__Short exercise__: Word for word, set down the records and skip each picture.

__Items__:
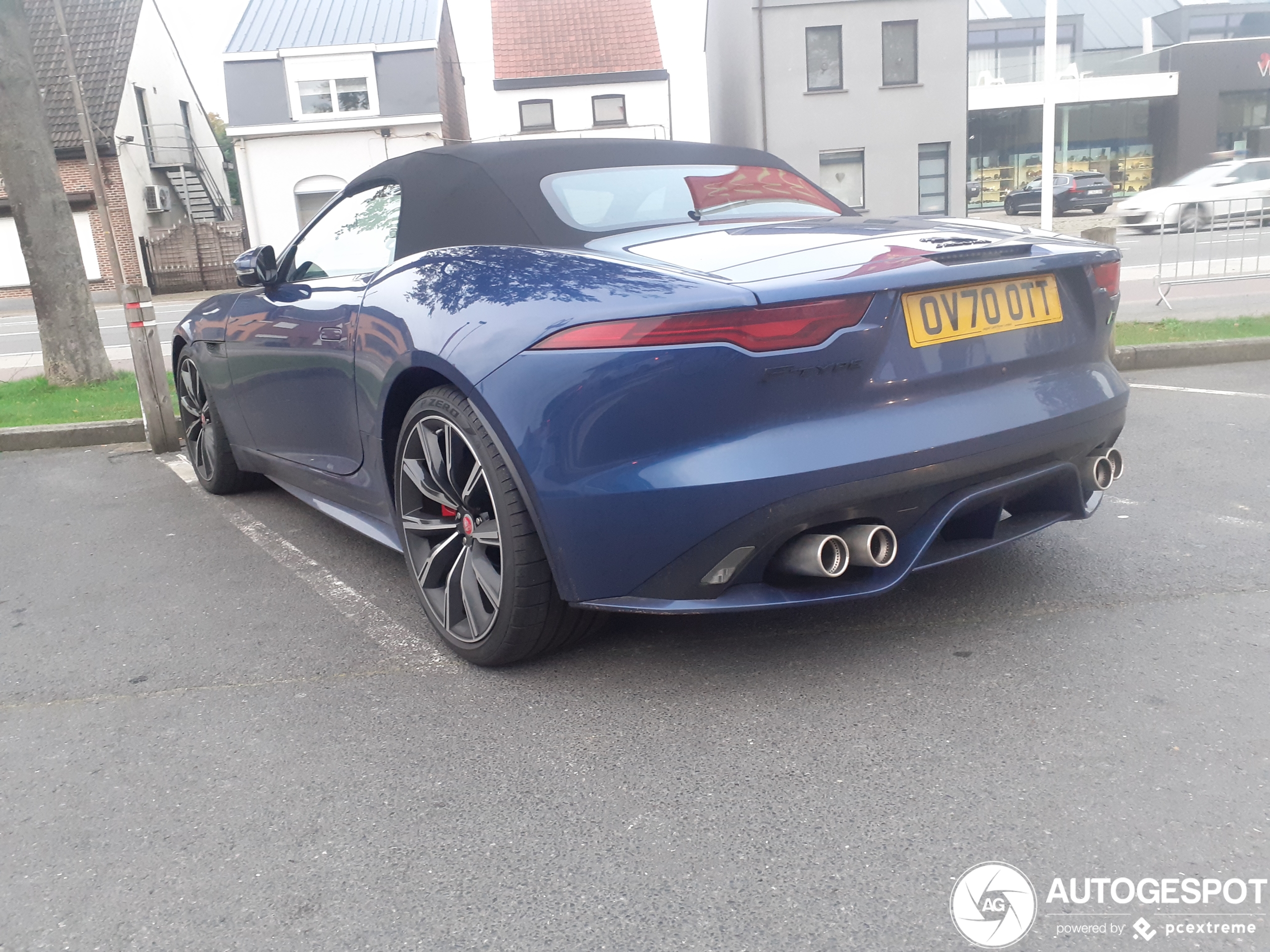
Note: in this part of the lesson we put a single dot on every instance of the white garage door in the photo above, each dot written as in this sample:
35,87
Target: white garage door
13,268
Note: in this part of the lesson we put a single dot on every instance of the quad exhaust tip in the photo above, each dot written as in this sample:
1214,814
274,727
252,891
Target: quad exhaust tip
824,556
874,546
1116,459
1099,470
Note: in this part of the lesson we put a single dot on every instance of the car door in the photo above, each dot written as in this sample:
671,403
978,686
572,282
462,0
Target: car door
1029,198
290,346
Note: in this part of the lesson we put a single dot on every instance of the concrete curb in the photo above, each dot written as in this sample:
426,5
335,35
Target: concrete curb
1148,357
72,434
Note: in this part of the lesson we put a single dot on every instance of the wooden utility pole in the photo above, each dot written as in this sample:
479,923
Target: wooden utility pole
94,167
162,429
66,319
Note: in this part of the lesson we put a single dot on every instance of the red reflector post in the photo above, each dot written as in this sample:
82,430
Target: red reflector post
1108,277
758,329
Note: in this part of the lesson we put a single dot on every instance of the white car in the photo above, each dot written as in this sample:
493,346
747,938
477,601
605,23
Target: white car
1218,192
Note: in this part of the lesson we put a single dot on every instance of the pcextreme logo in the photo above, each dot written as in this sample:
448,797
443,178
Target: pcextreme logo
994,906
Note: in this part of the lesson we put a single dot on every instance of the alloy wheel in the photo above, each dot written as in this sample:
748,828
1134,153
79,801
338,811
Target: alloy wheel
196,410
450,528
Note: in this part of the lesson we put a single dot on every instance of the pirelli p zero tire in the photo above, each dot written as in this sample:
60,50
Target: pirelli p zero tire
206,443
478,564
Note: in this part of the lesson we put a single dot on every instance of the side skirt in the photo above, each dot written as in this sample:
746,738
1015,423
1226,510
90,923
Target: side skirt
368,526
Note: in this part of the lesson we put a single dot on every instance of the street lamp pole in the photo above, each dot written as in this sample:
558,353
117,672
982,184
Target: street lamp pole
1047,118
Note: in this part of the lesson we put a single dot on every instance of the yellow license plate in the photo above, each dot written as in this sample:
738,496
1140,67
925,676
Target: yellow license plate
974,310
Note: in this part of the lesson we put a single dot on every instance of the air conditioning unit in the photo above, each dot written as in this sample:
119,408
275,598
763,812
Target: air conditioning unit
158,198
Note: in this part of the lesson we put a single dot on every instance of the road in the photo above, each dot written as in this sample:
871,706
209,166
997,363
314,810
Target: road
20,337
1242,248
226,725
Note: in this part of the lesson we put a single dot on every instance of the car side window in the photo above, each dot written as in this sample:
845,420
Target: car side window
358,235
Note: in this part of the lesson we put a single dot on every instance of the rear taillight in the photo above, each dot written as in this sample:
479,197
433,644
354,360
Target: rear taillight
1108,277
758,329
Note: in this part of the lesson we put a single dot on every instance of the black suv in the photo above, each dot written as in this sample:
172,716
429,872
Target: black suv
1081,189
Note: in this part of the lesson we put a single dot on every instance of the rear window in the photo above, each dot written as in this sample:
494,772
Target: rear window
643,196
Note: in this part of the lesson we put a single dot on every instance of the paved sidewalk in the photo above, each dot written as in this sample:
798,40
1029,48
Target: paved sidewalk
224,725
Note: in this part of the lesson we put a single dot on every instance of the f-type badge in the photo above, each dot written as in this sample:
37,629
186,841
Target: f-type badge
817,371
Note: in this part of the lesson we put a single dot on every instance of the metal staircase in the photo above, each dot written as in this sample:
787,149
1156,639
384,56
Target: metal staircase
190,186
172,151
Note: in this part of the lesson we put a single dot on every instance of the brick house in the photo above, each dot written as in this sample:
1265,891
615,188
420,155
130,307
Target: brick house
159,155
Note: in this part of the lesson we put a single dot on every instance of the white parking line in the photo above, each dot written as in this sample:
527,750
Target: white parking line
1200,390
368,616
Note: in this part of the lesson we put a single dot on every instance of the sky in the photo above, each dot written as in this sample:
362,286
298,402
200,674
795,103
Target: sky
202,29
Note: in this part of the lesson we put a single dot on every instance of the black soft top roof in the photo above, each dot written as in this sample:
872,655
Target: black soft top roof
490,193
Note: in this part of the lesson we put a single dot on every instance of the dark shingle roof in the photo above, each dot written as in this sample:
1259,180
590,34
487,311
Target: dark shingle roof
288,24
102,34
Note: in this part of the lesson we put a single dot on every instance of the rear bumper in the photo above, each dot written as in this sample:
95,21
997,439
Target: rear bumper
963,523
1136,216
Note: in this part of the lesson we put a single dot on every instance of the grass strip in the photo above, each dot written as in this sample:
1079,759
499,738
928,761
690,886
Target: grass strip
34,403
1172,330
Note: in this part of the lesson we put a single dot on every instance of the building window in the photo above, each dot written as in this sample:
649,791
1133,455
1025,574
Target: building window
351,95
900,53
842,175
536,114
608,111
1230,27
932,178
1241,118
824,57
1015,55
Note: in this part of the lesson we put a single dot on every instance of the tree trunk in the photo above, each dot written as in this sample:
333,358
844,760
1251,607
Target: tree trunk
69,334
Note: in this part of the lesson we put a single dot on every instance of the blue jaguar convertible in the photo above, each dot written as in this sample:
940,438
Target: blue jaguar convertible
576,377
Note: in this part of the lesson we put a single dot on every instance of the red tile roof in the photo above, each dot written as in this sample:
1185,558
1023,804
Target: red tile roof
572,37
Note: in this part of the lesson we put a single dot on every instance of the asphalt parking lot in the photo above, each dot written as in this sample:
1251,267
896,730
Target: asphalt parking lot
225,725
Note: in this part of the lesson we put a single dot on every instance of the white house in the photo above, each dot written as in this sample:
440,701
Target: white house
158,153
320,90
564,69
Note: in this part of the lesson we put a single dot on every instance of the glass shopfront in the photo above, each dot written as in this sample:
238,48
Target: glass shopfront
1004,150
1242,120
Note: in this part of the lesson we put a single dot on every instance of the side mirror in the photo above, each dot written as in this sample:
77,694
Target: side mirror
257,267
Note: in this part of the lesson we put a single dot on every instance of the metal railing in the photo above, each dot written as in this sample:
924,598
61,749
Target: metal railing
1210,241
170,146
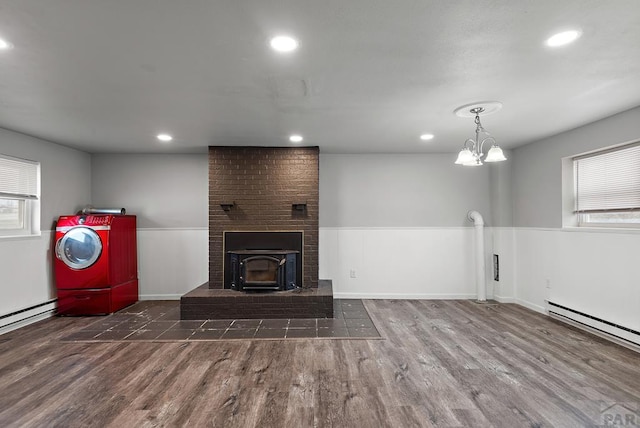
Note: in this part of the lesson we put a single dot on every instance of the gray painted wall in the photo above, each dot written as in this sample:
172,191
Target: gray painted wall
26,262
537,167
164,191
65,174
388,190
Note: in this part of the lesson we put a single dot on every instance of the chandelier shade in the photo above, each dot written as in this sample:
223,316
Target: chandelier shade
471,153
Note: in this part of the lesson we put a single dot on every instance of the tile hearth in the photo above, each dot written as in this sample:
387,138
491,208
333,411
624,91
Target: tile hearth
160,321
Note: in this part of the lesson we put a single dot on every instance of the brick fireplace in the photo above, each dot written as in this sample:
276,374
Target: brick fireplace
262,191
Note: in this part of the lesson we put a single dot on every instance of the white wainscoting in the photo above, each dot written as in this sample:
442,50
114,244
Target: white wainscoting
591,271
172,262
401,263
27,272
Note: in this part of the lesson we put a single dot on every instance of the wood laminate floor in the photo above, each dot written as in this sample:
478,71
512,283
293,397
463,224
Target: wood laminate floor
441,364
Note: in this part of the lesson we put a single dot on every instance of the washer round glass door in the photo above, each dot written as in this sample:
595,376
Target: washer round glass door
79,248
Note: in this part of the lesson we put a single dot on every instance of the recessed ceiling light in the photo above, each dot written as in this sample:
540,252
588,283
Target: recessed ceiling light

__Written answer__:
Note: in this part of the lesson we put a single dot on every instance of the white garage door in the photo above, each dot written as in this sample:
35,87
Target: white garage door
13,268
Note: in this part of the lesson we put a single dot on every instance of the quad exhaust tip in the photo above, each dot written as in this sample:
1214,814
274,727
252,891
Target: quad exhaust tip
824,556
874,546
1116,459
1099,470
Note: in this part of the lesson we put a single dot on every instance of the car door in the photo above, each dot written as in this sample:
671,403
978,686
572,282
462,0
Target: car door
1029,198
290,346
Note: in this part of the lesson we put a single dot on every instance of the concrete curb in the photo above, each dot written as in this sample:
426,5
335,35
Target: concrete curb
1148,357
72,434
Note: in this part of the lesson we put a single dot on every instance of the wooden utility pole in the photo above, each dot written as in this sample:
479,923
Target: wooden utility pole
94,167
162,429
66,319
Note: in this part of the lesson we put a single dot on every instance of the red reflector post in the photo above, each dot written as in this sample:
82,430
Target: red reflector post
1108,277
758,329
Note: in this part of the lesson we put a single dot on every instance of the white car in the photo above, each dot written as in this sample:
493,346
747,938
477,601
605,23
Target: white car
1218,192
Note: in this part of the lesson we put a single dot on every instance of the pcextreme logo in the photo above, each dot written as in this sample:
448,797
443,178
Target: pcextreme logo
994,906
Note: in this part of the lesson we put a single dot on every instance of the alloy wheel in the photo above, each dot written as in this sample:
748,828
1134,153
79,801
338,811
Target: alloy wheel
196,410
450,528
Note: in this part of the lesson we put a single dot on every instance of the pirelli p zero tire in the photo above, each dot written as in this sample:
60,50
Target: pirelli p zero tire
206,443
478,564
Note: in this part of the lesson we put a single dot on every instance of the side skirt in the photo above, each dot written as in this sample:
746,738
1015,423
1226,510
90,923
Target: side skirt
368,526
Note: in this part of the lesson we put a single dot on every instance of the street lamp pole in the photo above, each dot written as in this sample:
558,353
117,672
982,184
Target: street lamp pole
1047,118
Note: in this part of the lesson we put a single dot on every instance of the yellow license plate in the photo above, each dot written as in this sample:
738,496
1140,67
925,676
Target: yellow license plate
974,310
Note: in this part of the lesson we put a single dot on every instance of the air conditioning unit in the photo above, each dot written as in this sample:
119,408
275,598
763,812
Target: air conditioning unit
158,198
Note: in this part of the lesson we put a single dot on every instance of the road in the photo above, each dot written as in this sample:
871,706
209,166
997,363
314,810
Target: road
20,337
1242,248
226,725
Note: in this part of the lesson we put a single dot on every instance of the car side window in the photo above, each dot written as in this sample:
845,420
Target: car side window
358,235
Note: in this part of the lesson we put a single dot on every instance of the rear taillight in the photo above, each dot written as in this sample:
479,197
433,644
354,360
Target: rear taillight
1108,277
758,329
Note: in this part of the lesson we put a single dot on every instance of the black suv in the photo above, each dot written as in this sample:
172,716
429,872
Target: black suv
1081,189
Note: in this part of the lesson we put a single dot on every instance of the rear window in the photo above, each dot written as in this sample:
494,772
Target: rear window
643,196
Note: in this part of the lesson we put a single dot on every instance of the paved sidewalk in the photo above, each dot written as in this sample:
798,40
1029,48
Target: paved sidewalk
224,725
Note: in this part of the lesson we put a single dot on every instance of the f-type badge in the photo above, each dot written as in this sample:
37,629
186,841
Target: f-type badge
817,371
Note: in this part of the lesson we put a single dot on every instance of the metal staircase in the photo above, each dot written as in this sample:
787,149
1156,639
384,56
Target: metal staircase
190,186
172,151
Note: in this part of the lesson we put a single dot on every instance of the brick house in the photo above, each dot written as in this sample:
1265,891
615,188
420,155
130,307
Target: brick house
159,155
Note: in this part of the lesson we put a single dot on every instance of the white parking line in the photo above, each dot written as in this sample:
527,750
Target: white parking line
1200,390
368,616
Note: in this part of the lesson we put a single dot on every instance of the sky in the photo above, each dot written as in this sample:
362,286
298,402
200,674
795,103
Target: sky
202,29
Note: in this part of the lesson we put a single dot on every instance of the black soft top roof in the photo above, each dot written as in this sample:
872,655
Target: black soft top roof
490,193
Note: in this part of the lesson we put a single dot on every instance of the dark shingle roof in the photo above, each dot written as in this sample:
1259,180
590,34
487,311
Target: dark shingle roof
288,24
102,34
Note: in this part of the lesson we put a single dot on every instance of the rear bumper in the photo above, each dot written as in this sample:
95,21
997,439
Target: rear bumper
963,523
1136,216
Note: in this part of the lesson we put a single dot on every instance of the grass strip in the photo above, each dot written as in this sample:
1079,759
499,738
928,761
690,886
Target: grass strip
34,403
1172,330
Note: in this part of the lesson we put a single dot on every instance of the building window in the photo above, each dot written as in this sample:
649,791
1133,455
1025,574
Target: building window
351,95
900,53
842,175
536,114
608,111
1230,27
932,178
1241,118
824,57
1015,55
Note: in this part of the lesson we put a single dot on every instance of the tree trunk in the photo above, each dot written as in this sample:
333,358
844,760
1251,607
Target: tree trunk
69,334
Note: in this part of the lesson we put a single dot on every instance of the blue jaguar convertible in the photo above, each dot written as in this sample:
940,438
Target: blue jaguar convertible
576,377
Note: in this part of the lesson we put a single dot on every instance of the red tile roof in the photo above, each dot written as in this sample:
1185,558
1023,804
Target: red tile roof
572,37
Note: in this part of the lesson we put a single dot on every instance of the asphalt parking lot in the photo above, each dot written as in this sample:
1251,267
896,730
Target: asphalt parking lot
225,725
Note: in this part of the lesson we put a single dot on every instance of the white house in the photo above, each dot written as in this sample:
440,701
Target: white house
158,153
320,90
564,69
Note: in this part of the lesson we put a single dot on every instance of the glass shopfront in the photo above, each dot written as in this sample:
238,48
Target: glass shopfront
1004,150
1242,120
Note: in this part of the lesson we put a single dot on every instance of the side mirror in the photo above, each dot written as in this sample:
77,694
Target: side mirror
257,267
Note: in this part of the lesson we put a single dot on every instance of the metal railing in the photo above, each dot written as in this sample:
924,598
61,749
Target: metal railing
1210,241
170,146
Note: in this part of the lesson we put a single dot on every instance of the gray painted wall in the photo above, each dot written as in this sample:
172,191
Target: gray painted wall
26,262
537,167
164,191
65,174
388,190
Note: in this part of the lesson we put a single dot on every instance of the chandelier shade in the photo above, each dot written as in this sample:
223,316
Target: chandelier shade
471,153
Note: in this part of the lesson we put a single dot on every instance of the tile hearth in the photo above, each dot written as in this sample:
387,138
491,208
333,411
624,91
Target: tile hearth
160,321
Note: in this part of the lesson we put a single dot on every instance of the brick fireplace in the photo above, each dot written as in this sample:
276,374
Target: brick fireplace
262,191
Note: in this part of the lesson we put a single dot on every instance of the white wainscoting in the photo above, each dot written as in this sample:
442,50
114,244
Target: white wainscoting
591,271
172,262
401,263
27,272
Note: in this part of the lesson we put a single dot on every instance of the wood laminate floor in the photo above, each dot written as in this sample:
478,71
512,283
293,397
463,224
Target: wood laminate floor
441,364
Note: in this part of the lesson we put a single dot on every instance of the washer round glass door in the photo above, each dot written as in this sample:
595,376
Target: washer round glass door
79,248
Note: in this part of the lesson we put a single dot on every instance of the recessed ceiling light in the photo above, each dot written as in this sample:
540,252
588,283
Target: recessed ceiling light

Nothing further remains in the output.